# PROBLEM REQUIREMENTS
Transcribe every record beneath, precisely as written.
** Opening DATA LISTING block **
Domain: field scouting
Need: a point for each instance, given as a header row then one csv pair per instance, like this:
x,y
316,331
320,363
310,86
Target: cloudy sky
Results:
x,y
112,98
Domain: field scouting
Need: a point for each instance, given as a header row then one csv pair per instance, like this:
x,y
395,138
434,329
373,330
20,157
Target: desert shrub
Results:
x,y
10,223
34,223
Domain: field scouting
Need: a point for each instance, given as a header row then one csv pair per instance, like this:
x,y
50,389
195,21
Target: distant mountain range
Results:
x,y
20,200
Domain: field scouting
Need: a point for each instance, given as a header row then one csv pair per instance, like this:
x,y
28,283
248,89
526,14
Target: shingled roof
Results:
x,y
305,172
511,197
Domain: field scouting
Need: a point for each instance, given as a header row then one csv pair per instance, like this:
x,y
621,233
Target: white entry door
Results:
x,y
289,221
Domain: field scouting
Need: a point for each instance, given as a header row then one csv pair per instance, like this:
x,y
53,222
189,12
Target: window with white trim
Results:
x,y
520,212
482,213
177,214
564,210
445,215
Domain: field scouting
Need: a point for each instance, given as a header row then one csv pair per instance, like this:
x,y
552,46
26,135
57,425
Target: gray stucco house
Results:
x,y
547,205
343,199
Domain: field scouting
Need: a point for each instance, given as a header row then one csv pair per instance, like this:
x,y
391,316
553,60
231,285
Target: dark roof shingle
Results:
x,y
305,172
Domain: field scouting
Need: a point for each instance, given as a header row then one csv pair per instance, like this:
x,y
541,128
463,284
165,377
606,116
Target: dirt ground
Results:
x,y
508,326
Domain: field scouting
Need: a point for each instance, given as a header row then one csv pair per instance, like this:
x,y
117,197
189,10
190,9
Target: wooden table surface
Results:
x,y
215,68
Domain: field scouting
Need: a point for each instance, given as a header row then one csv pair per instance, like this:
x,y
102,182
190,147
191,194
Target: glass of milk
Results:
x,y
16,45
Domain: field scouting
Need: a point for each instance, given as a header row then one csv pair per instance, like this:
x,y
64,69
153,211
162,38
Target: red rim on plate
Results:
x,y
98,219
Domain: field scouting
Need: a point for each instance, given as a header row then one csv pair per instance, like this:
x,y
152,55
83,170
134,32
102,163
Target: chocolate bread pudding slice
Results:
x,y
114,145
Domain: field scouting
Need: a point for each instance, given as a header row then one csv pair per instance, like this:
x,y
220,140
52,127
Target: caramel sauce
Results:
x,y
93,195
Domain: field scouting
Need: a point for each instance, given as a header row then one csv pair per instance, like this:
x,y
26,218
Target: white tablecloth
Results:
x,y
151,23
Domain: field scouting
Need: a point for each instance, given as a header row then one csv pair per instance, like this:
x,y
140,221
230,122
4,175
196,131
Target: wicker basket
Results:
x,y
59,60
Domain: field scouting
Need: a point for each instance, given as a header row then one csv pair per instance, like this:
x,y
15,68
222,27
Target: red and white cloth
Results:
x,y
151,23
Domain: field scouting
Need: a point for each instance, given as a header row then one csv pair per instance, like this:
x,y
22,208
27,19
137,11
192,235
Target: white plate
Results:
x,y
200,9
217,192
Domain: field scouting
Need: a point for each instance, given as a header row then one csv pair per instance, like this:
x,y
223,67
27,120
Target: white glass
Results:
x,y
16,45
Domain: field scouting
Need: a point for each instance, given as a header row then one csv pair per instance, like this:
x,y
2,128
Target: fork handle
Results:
** Closing DATA LISTING block **
# WRITTEN SOLUTION
Domain: field scouting
Need: a point for each instance, given as a header row then one csv pair per instance, like this:
x,y
316,331
320,363
310,86
Target: cloudy sky
Results:
x,y
112,98
Domain: field scouting
Need: a point for each instance, given as a header row then one csv pair per instance, like this:
x,y
395,138
434,329
373,330
20,157
Target: desert shrub
Results:
x,y
10,223
34,223
Domain: field scouting
Need: a point for each instance, given as a header row then one csv pair per instance, like this:
x,y
50,389
195,21
Target: distant mountain range
Results:
x,y
20,200
Domain: field scouting
Need: a point for each instance, given as a header row then one csv pair per instance, like this:
x,y
28,283
248,89
526,14
Target: shingled roof
Results:
x,y
305,172
511,197
Domain: field scouting
Need: a point for each instance, given as a header row then one csv pair per instance, like this:
x,y
621,233
Target: white entry door
Results:
x,y
289,221
Domain: field scouting
Need: a point for each instance, given as a header row then one csv pair per instance, like this:
x,y
53,222
189,12
Target: window with white trim
Results:
x,y
520,212
482,213
177,214
564,210
445,215
Domain: field scouting
Need: a point for each instance, given as a header row then one csv pair per instance, like this:
x,y
552,46
26,135
57,425
Target: gray stucco house
Results:
x,y
547,205
343,199
Domain: field scouting
Need: a point for each instance, given as a header row then one csv pair per instance, like this:
x,y
391,316
553,60
231,285
Target: dark roof shingle
Results:
x,y
305,172
Domain: field scouting
Need: a point for each instance, given as a header row then one csv pair per instance, like this:
x,y
541,128
463,284
165,377
606,116
Target: dirt ground
Results:
x,y
508,326
Domain: field scouting
Need: a point for each instance, given as a header row then one csv pair per instance, like this:
x,y
117,197
189,10
190,9
Target: wooden table surface
Results:
x,y
215,68
Domain: field scouting
Need: a point for each instance, given as a header row then one csv pair per instance, like this:
x,y
102,182
190,147
191,194
Target: glass of milk
Results:
x,y
16,45
Domain: field scouting
Need: a point for each instance, given as a header row then one csv pair per instance, like this:
x,y
64,69
153,211
162,38
Target: red rim on plate
Results:
x,y
98,219
Domain: field scouting
Need: a point for each instance, given as a header row then one csv pair per instance, like this:
x,y
152,55
83,170
134,32
102,163
Target: chocolate bread pudding slice
Results:
x,y
114,145
Domain: field scouting
Need: a point for each instance, given as a header row then one csv pair per instance, like this:
x,y
220,140
52,127
Target: caramel sauce
Results:
x,y
93,195
Domain: field scouting
Need: a point for each instance, given as a header row then one csv pair per instance, like this:
x,y
26,218
Target: white tablecloth
Results:
x,y
151,23
Domain: field scouting
Need: a point for each instance, given as a header row then one csv pair per instance, like this:
x,y
140,221
230,122
4,175
196,131
Target: wicker basket
Results:
x,y
59,60
Domain: field scouting
Need: a point for each instance, given as a header row then one csv pair per instance, like this:
x,y
15,68
222,27
Target: red and white cloth
Results:
x,y
151,23
Domain: field scouting
Need: a point for each instance, given as a header row then one csv pair per instance, like this:
x,y
22,208
27,19
137,11
192,235
Target: white plate
Results:
x,y
200,9
217,192
Domain: field scouting
Need: a point for each instance, given as a header row then one csv pair per instance, like this:
x,y
223,67
27,120
Target: white glass
Results:
x,y
16,45
Domain: field scouting
Need: a point for each instance, given as a header row then one csv pair per instance, like this:
x,y
2,128
Target: fork handle
Results:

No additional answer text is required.